REQUIRED WORK
Reproduce the listing below verbatim, leaving out the pictures.

RECORDED DATA
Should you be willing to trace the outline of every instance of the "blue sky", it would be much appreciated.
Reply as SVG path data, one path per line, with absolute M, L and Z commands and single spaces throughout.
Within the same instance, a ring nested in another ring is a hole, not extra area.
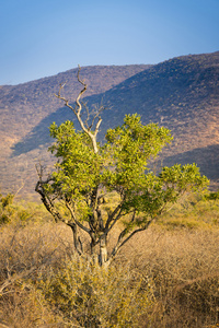
M 219 0 L 0 0 L 0 84 L 219 50 Z

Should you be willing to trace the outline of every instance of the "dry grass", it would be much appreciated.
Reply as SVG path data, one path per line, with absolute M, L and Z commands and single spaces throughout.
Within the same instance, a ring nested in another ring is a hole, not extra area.
M 125 255 L 154 282 L 157 304 L 151 327 L 199 328 L 219 323 L 218 245 L 218 230 L 158 227 L 127 245 L 120 261 Z
M 205 211 L 209 208 L 201 203 L 198 207 L 208 223 L 218 218 L 215 202 L 211 209 L 212 215 L 208 212 L 206 216 Z M 172 220 L 171 215 L 169 220 Z M 53 222 L 30 221 L 23 224 L 16 221 L 1 225 L 0 239 L 0 327 L 77 327 L 53 302 L 48 303 L 43 289 L 37 288 L 39 277 L 46 279 L 51 277 L 51 272 L 60 272 L 64 263 L 72 259 L 70 229 Z M 157 224 L 136 235 L 113 263 L 115 268 L 128 268 L 136 279 L 151 282 L 153 302 L 136 327 L 217 327 L 218 245 L 216 223 L 208 226 L 199 224 L 193 229 L 182 225 L 171 225 L 170 229 L 170 224 Z M 118 271 L 123 273 L 123 270 Z M 124 281 L 128 289 L 130 282 Z M 116 293 L 119 294 L 119 291 Z M 108 290 L 108 295 L 113 294 Z M 120 324 L 114 327 L 129 326 Z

FULL SOLUTION
Should you be willing to trace the outline of every instance of the "blue sky", it would be much appreciated.
Reply as SVG path data, one path per line, with absolute M, L and Z commands and single spaces throughout.
Within the same instance, a ring nested in another ring is a hole, not extra area.
M 219 0 L 0 0 L 0 84 L 219 50 Z

Should you be willing to trace the outline of every instance of the "dry grass", it would be much appreciated.
Reply as SVG path data, one path per line, with absolute M, L and Z commands and single spaces throughout.
Within the same instance, a ring nested in another ring is a hole, not extra area.
M 125 255 L 154 282 L 157 304 L 151 327 L 199 328 L 219 323 L 218 245 L 218 230 L 158 227 L 127 245 L 120 261 Z
M 205 211 L 209 208 L 201 203 L 198 207 L 208 223 L 218 218 L 215 202 L 211 209 L 212 215 L 208 212 L 206 216 Z M 172 220 L 171 215 L 169 220 Z M 53 222 L 30 221 L 23 224 L 16 221 L 1 225 L 0 239 L 0 327 L 77 327 L 53 302 L 48 303 L 43 289 L 37 288 L 39 277 L 46 279 L 51 277 L 51 272 L 60 272 L 64 263 L 72 259 L 70 229 Z M 157 224 L 136 235 L 113 263 L 115 268 L 128 268 L 136 279 L 151 282 L 153 302 L 136 327 L 217 327 L 218 245 L 216 223 L 208 226 L 199 224 L 193 229 L 182 225 L 171 225 L 170 229 L 170 224 Z M 118 271 L 123 273 L 123 270 Z M 124 281 L 128 289 L 130 282 Z M 116 293 L 119 294 L 119 291 Z M 108 290 L 108 295 L 113 294 Z M 120 324 L 114 327 L 129 326 Z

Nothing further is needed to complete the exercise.